**WHAT YOU HAVE TO DO**:
In your answer, repeat each line of the data exactly.
====
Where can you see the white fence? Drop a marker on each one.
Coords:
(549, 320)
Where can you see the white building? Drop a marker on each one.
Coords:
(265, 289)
====
**SOLUTION TO THIS PROBLEM**:
Where can you see the white fence? Drop a marker on each one.
Coords:
(549, 320)
Where can you see the white building? Drop a marker on each one.
Coords:
(265, 289)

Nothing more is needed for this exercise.